■ **Data rows**:
* * * * * * * * *

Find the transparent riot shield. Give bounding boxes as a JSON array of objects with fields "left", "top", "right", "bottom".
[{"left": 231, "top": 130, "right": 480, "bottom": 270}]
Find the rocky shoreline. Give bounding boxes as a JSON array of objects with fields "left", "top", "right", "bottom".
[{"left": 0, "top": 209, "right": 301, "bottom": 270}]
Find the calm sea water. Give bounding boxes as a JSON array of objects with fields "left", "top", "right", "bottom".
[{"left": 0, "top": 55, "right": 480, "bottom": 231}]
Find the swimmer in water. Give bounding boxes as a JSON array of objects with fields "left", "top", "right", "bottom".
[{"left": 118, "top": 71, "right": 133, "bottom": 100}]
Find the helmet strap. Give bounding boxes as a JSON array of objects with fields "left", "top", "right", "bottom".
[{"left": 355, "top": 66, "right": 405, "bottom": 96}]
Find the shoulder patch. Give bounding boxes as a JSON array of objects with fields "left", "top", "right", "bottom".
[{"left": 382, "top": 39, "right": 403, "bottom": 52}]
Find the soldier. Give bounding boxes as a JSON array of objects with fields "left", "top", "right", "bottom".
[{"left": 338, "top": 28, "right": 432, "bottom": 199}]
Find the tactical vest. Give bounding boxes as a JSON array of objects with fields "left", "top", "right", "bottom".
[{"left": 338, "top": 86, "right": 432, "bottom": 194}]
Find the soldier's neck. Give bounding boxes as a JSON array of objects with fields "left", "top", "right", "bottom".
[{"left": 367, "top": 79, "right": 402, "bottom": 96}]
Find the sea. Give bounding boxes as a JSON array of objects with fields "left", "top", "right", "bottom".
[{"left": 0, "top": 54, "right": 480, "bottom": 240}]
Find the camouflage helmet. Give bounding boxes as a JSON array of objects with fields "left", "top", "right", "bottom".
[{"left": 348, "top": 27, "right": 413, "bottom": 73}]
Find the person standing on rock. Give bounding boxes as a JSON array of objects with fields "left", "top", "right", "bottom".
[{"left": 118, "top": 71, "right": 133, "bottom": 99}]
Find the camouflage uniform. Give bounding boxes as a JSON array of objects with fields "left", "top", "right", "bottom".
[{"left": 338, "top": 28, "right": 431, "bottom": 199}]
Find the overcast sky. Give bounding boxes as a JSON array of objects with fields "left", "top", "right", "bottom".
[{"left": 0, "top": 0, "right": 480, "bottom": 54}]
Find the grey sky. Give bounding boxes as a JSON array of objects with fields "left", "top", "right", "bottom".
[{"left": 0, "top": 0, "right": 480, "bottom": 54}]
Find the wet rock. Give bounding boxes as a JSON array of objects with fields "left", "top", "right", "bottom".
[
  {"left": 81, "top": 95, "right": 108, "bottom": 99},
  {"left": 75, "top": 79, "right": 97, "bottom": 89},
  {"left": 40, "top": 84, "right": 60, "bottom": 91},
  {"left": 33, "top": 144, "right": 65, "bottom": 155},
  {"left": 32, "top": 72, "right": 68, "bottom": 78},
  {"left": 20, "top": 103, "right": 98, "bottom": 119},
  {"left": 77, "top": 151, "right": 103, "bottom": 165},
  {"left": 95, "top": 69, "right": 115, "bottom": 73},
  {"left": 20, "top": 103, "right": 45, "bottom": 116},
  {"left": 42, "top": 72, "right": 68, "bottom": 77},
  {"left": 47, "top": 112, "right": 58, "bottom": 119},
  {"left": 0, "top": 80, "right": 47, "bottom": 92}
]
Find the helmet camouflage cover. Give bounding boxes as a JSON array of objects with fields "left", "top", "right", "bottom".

* * * * * * * * *

■ **Exercise brief**: Collect every row above that contains the string "soldier" and copy each one out unchanged. The match is case-sensitive.

■ **Exercise output**:
Find the soldier. Give bounding boxes as a JSON array of objects with fields "left", "top", "right", "bottom".
Find the soldier's neck. Give bounding boxes as a JSON array of objects with fields "left", "top", "right", "bottom".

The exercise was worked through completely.